* PROVIDED PASSAGE *
----------------

Mould at home in Spain: What are tenants’ rights?

One common problem that tenants have in Spain is mould and damp in their apartments, with some landlords claiming it's not their problem. So what are your rights if the property you rent has a mould issue? Who is responsible for fixing it and can you break your contract because of it?

What can I do about mould in Spain?
What can you if the place you rent in Spain has mould? Photo: Infrogmation / WikiCommons

Unfortunately, as many older Spanish apartment buildings and houses aren’t insulated properly and many don’t have central heating, mould and dampness can be an ongoing problem.

Mould is not only horrible to look at and creates a bad smell around the house, but it can also be harmful to your health, especially for people who suffer from respiratory illnesses such as asthma.

READ ALSO: Why are Spanish homes so cold? 

So, what happens if you discover that the apartment you’re renting has mould? Whose responsibility is it to sort it out – is it you or the landlord? What are your rights and can you break your lease because of it?

In Spain, it can sometimes be tricky to work out who is responsible for repairs and issues with the property and many times it will depend on the type of landlord you have.

READ ALSO – Tenant or landlord: Who pays which costs in Spain?

According to the Urban Lease Law or Ley de Arrendamientos Urbanos (LAU), the landlord is obliged to carry out all the repairs that are necessary to preserve the dwelling and keep it in a habitable condition, except when the deterioration of the apartment is attributed to the tenant.

Therefore, you first have to assess where the mould is coming from and why it’s there, to find out if it’s your responsibility to pay for it to be removed or not.

Mould on the ceiling

If for example, the mould is primarily on your ceiling or in one patch on the ceiling, it’s likely that it’s due to an issue in the apartment above, such as a leaky shower or sink. If this is the case, it will be up to your neighbour to carry out the repairs and pay for any damage done to the ceiling. This will usually be paid for through their housing insurance.

Bathroom mould

If the mould is in the bathroom around the shower and there is just a small amount, it is likely that it is due to poor ventilation. In this case, your landlord could argue that it’s due to the fact that you’re not airing the bathroom out after showering and it’s likely you would have to pay someone to remove it yourself. 

According to the LAU: “Small repairs required by wear and tear due to ordinary use of the dwelling will be borne by the tenant”.  

If it’s not just a case of opening a window, you could suggest to your landlord that they install an extractor fan in the bathroom or something similar to avoid further mould damage. Whether they will do this or not however, will probably be down to the individual landlord.  

If however, the mould is not only in the bathroom or on the ceiling, you may have a bigger problem with dampness, and as long as it cannot be attributed to you, then it will be down to the landlord to pay for the repairs and get it removed.  

What if the mould is definitely not due to anything I did or from a neighbour?

Whatever the case is, you must inform your landlord of the damp problem as soon as possible.

The LAU states “The tenant must inform the landlord, in the shortest possible time, of the need for the repairs”.  

It also states that you must provide the landlord with verification. This could be by taking pictures of the mould for example. However, you will be in a better position if you get a professional out to assess the situation and prove the cause of the mould, so that the landlord can’t say it’s your fault for not opening the windows enough.

----------------

* INFORMATION PROVIDED *
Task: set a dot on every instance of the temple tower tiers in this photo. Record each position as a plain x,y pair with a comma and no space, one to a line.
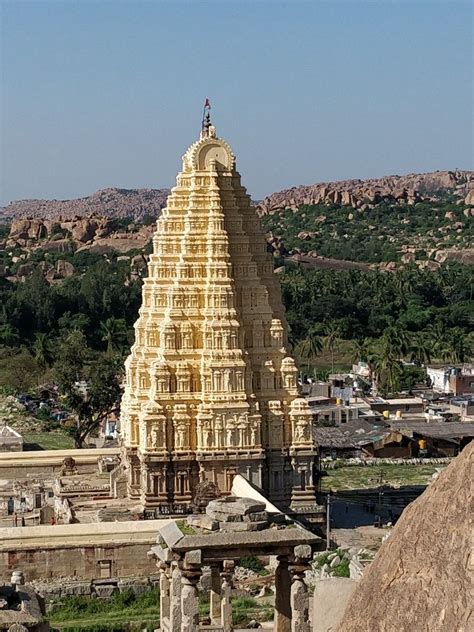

----------------

* ACTIONS TO TAKE *
(1) In the article on mould in Spanish rentals, condense the paragraph beginning "If for example, the mould is primarily on your ceiling" into a short bulleted list that keeps its main facts.
(2) Retype the mould article word for word, between "What if the" and "the windows enough.", inclusive.

* SOLUTION SET *
(1)
- Mould mainly on the ceiling, or in one patch there, probably comes from a problem in the apartment above, such as a leaky shower or sink.
- In that case, the neighbor must do the repairs and pay for the ceiling damage.
- This is usually covered by the neighbor's housing insurance.

(2)
What if the mould is definitely not due to anything I did or from a neighbour?

Whatever the case is, you must inform your landlord of the damp problem as soon as possible.

The LAU states “The tenant must inform the landlord, in the shortest possible time, of the need for the repairs”.  

It also states that you must provide the landlord with verification. This could be by taking pictures of the mould for example. However, you will be in a better position if you get a professional out to assess the situation and prove the cause of the mould, so that the landlord can’t say it’s your fault for not opening the windows enough.